▶ [SELECTED EXCERPT]
>>>>>

BERT and LoRA Fine-Tuning from Scratch: Fast Inference with TensorRT

Explore the end-to-end process of building BERT and LoRA models from scratch, fine-tuning them on a specific task, and optimizing the resulting models for fast GPU inference using NVIDIA's TensorRT.

Motivation

This project, while serving as a comprehensive guide to understanding, implementing, and optimizing transformer-based models for improved performance and efficiency, is also a representation of my learning journey and serves as a portfolio piece showcasing some skills I have picked up along the way in machine learning and natural language processing.

This project makes use of the following technologies and tools:

Python: The programming language used for implementing the project.
NumPy: A library used for efficient multi-dimensional data operations where PyTorch tensors aren't suitable.
Pandas: A library used for cleaning, transforming, and exploring the data prior to model fine-tuning.
PyTorch: A library used to build the BERT and LoRA models from scratch and for fine-tuning.
Hugging Face Transformers: A library used to access pretrained models and weights. It was predominantly employed to load models and conduct further training in the optimization section of this project.
NVIDIA TensorRT: A high-performance deep learning inference optimizer and runtime library used to optimize models for fast inference.
Transformer-Deploy: A library used to simplify the process of applying TensorRT inference optimizations to the models.
ONNX: An open standard for representing machine learning models used for converting PyTorch models into a format that can be optimized by TensorRT.
Docker: Deployed to ensure a consistent and replicable environment, streamlining the installation of NVIDIA dependencies such as CUDA and cuBLAS.

<<<<<

▶ [ENTRIES SUPPLIED]
>>>>>

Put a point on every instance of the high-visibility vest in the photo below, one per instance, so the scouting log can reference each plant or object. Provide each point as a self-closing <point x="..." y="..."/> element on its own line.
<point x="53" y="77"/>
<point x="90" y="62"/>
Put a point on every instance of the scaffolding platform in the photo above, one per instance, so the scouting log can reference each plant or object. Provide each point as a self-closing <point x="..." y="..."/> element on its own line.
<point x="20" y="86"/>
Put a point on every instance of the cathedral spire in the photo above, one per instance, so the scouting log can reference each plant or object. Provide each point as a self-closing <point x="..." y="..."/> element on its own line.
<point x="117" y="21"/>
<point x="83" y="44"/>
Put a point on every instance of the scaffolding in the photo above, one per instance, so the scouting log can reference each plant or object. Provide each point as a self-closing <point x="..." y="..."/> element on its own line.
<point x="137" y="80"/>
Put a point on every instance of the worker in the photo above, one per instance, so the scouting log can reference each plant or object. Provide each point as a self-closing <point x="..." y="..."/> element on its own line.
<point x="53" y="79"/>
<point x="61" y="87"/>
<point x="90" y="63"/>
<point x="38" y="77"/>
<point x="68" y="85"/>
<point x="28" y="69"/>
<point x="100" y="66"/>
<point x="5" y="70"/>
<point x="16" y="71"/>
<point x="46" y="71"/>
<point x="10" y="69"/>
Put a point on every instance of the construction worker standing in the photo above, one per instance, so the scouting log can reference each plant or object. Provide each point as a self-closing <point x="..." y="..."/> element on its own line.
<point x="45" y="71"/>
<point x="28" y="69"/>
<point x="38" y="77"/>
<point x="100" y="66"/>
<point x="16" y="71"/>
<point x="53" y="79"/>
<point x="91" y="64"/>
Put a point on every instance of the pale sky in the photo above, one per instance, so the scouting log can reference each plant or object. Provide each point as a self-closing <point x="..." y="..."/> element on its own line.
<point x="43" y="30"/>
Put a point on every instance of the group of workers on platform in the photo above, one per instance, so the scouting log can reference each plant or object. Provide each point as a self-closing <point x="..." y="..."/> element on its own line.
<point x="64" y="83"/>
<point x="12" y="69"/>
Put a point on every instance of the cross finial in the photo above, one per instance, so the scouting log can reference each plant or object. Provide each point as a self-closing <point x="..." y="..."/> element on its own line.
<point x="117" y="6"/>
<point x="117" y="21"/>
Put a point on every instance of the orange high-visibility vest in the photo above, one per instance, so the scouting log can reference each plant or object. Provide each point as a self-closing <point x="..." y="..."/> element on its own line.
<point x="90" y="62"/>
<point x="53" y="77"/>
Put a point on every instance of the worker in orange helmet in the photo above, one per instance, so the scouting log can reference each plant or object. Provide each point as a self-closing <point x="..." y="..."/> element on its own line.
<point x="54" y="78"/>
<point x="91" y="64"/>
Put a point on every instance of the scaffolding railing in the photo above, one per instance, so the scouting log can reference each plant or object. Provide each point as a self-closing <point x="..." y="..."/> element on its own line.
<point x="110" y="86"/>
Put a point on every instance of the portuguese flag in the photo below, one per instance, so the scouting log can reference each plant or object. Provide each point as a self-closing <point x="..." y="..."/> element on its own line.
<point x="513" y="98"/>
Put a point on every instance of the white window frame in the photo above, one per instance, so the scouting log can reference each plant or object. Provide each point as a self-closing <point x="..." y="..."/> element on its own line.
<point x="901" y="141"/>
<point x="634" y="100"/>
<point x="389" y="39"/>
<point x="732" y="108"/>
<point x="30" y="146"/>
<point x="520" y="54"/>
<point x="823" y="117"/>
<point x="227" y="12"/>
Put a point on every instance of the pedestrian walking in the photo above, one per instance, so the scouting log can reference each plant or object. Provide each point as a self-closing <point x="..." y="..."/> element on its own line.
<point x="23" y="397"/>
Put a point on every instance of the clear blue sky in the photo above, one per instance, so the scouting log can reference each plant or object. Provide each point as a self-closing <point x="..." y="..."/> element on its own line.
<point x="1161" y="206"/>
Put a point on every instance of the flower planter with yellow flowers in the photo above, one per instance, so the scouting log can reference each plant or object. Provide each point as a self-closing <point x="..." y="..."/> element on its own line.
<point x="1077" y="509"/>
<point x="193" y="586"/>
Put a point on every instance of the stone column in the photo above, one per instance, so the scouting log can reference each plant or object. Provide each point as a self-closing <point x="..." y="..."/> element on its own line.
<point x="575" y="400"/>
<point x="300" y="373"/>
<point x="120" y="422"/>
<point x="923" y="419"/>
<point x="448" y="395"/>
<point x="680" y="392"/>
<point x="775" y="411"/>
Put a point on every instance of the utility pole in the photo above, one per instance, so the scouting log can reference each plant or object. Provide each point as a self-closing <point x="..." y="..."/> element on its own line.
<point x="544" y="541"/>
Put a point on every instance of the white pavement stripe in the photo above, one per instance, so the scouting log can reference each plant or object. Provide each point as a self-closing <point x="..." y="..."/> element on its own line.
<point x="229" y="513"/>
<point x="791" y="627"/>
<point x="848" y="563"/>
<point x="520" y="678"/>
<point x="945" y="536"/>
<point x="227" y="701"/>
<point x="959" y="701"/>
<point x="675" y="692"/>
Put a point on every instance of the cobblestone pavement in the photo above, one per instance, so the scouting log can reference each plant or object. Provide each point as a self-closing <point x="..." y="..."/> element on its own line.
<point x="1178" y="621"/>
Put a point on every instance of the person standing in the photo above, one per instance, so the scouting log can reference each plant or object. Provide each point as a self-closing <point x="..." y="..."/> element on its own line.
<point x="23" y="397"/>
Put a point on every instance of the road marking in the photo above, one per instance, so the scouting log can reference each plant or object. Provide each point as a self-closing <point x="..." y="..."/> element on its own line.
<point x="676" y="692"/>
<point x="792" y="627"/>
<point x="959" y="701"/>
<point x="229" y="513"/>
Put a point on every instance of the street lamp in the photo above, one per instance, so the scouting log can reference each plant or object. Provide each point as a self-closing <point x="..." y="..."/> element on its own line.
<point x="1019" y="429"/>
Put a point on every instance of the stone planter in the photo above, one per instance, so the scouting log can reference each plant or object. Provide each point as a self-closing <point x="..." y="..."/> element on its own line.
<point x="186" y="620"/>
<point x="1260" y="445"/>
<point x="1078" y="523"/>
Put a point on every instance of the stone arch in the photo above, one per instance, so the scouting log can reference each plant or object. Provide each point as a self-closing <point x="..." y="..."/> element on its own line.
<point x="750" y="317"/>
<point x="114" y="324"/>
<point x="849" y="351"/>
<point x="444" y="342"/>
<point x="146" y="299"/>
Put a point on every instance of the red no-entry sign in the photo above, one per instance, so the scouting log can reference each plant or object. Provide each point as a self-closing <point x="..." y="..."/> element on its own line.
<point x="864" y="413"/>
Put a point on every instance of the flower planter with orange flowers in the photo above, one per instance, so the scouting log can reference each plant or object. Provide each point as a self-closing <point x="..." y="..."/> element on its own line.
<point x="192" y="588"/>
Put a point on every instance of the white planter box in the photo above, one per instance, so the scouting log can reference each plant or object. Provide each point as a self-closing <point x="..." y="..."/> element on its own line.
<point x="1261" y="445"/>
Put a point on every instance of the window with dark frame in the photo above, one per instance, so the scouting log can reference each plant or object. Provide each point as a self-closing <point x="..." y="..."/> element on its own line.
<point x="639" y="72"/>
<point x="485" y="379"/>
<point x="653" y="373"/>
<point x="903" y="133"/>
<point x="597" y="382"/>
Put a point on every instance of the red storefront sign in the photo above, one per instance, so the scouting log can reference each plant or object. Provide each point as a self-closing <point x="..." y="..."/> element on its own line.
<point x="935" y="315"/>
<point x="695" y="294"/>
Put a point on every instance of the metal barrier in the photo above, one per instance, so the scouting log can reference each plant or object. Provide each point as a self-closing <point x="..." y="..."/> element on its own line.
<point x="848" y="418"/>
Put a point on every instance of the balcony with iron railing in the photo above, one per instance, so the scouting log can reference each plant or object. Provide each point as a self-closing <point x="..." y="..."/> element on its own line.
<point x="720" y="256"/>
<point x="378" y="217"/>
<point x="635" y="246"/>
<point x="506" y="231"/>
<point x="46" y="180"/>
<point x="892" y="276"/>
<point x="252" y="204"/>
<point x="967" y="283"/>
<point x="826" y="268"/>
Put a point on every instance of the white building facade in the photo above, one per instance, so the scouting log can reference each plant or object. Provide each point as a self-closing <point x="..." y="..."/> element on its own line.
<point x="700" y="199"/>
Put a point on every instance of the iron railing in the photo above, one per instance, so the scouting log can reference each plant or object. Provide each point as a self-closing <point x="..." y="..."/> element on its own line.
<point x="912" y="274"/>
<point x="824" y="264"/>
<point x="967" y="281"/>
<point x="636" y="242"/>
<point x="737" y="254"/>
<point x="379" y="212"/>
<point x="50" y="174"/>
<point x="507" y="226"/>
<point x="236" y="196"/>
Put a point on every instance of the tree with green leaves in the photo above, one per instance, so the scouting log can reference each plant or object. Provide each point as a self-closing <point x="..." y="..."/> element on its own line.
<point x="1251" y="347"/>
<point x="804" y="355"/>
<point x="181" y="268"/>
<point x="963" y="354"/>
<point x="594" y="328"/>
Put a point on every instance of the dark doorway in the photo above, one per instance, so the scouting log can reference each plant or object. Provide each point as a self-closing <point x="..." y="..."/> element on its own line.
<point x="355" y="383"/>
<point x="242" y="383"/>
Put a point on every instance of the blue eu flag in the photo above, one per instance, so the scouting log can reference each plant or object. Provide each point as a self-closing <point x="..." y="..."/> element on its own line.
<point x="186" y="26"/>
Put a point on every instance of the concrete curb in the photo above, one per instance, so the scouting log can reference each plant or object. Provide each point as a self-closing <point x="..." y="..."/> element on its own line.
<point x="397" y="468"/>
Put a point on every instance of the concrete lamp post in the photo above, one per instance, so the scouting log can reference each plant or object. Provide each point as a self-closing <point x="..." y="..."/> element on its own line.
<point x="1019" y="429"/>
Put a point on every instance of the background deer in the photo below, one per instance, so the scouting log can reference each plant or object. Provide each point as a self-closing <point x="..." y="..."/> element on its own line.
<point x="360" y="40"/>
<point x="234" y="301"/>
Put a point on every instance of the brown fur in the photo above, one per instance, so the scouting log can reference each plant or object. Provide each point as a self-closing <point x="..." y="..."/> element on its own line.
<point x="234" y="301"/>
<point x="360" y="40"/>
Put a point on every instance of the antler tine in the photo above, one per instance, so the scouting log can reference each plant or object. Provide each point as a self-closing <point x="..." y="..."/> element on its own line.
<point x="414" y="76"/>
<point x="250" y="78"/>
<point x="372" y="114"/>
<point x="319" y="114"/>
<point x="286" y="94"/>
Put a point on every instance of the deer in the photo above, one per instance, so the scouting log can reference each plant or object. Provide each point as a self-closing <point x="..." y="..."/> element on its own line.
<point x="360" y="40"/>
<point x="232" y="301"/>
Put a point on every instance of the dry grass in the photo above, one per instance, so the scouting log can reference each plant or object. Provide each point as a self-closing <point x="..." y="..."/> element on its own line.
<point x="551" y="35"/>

<<<<<

▶ [WRITTEN TASKS]
a - In the BERT and LoRA fine-tuning page, what is ONNX used for?
b - Summarize the BERT and LoRA fine-tuning page in two sentences.
c - Continue the BERT and LoRA fine-tuning page from the point where it stops.

▶ [ANSWERS IN ORDER]
a - ONNX is used to convert PyTorch models into a format that TensorRT can optimize.

b - The project builds BERT and LoRA models from scratch, fine-tunes them on a specific task, and optimizes them for fast GPU inference with NVIDIA's TensorRT, serving both as a guide and as a portfolio piece from the author's learning journey. It relies on Python, NumPy, Pandas, PyTorch, Hugging Face Transformers, TensorRT, Transformer-Deploy, ONNX, and Docker.

c -
Building BERT from Scratch

The bert_from_scratch.py script is used to build a BERT model for Sequence Classification from scratch. It implements the architecture and mechanics of the BERT model, creating a ready-to-train model that can be fine-tuned on specific tasks. Notably, the model architecture and module/parameter names mirror the Hugging Face implementation, ensuring that weights between the two are compatible. This script includes a from_pretrained class method, working in the same way as in Hugging Face's model.

Building LoRA From Scratch

The lora_from_scratch.py script contains a custom implementation of the LoRA (Low-Rank Adaptation) method. LoRA is a technique that aims to maintain a high level of accuracy while reducing the computational cost and complexity associated with fine-tuning large models. It does this by appending low-rank adaptation matrices to specific parameters of the model, while the remaining parameters are "frozen" or kept constant. As a result, the total quantity of trainable parameters is greatly reduced.

Fine-Tuning BERT with LoRA for Stack Overflow Question Classification

The fine_tuning.ipynb notebook involves fine-tuning the custom implementations of BERT and LoRA on the task of classifying whether questions submitted to Stack Overflow will be closed or not by the moderators.

Setup and Requirements

Dependencies

To install the necessary dependencies for the fine_tuning.ipynb notebook, run the following command:

pip install -r notebooks/requirements/requirements_fine_tuning.txt

Data Directory

The data/ directory is intially empty.

To replicate the results of the fine-tuning.ipynb notebook, you will need to download the dataset and place the data file in the data/ directory.

The expected data file is:

train-sample.csv.

Models Directory

The models/ directory is initially empty. After running the fine-tuning process, this folder will contain the trained model files.

Dataset

The dataset used for fine-tuning the models is a balanced collection of 140,272 questions submitted to Stack Overflow between 2008 and 2012. The train, validation, and test sets follow an 80/10/10 split.

Target Labels

Open: These are questions that remained open on Stack Overflow.
Closed: These are questions that were closed by moderators.

Text Features

Question Text: This is a concatenation of the title and body of the question.

Tabular Features

Account Age: The number of days between account creation and post creation.
Number of Tags: The number of tags associated with each post.
Reputation: The reputation of the account that posted the question.
Title Length: The number of words in the title.
Body Length: The number of words in the body of the question.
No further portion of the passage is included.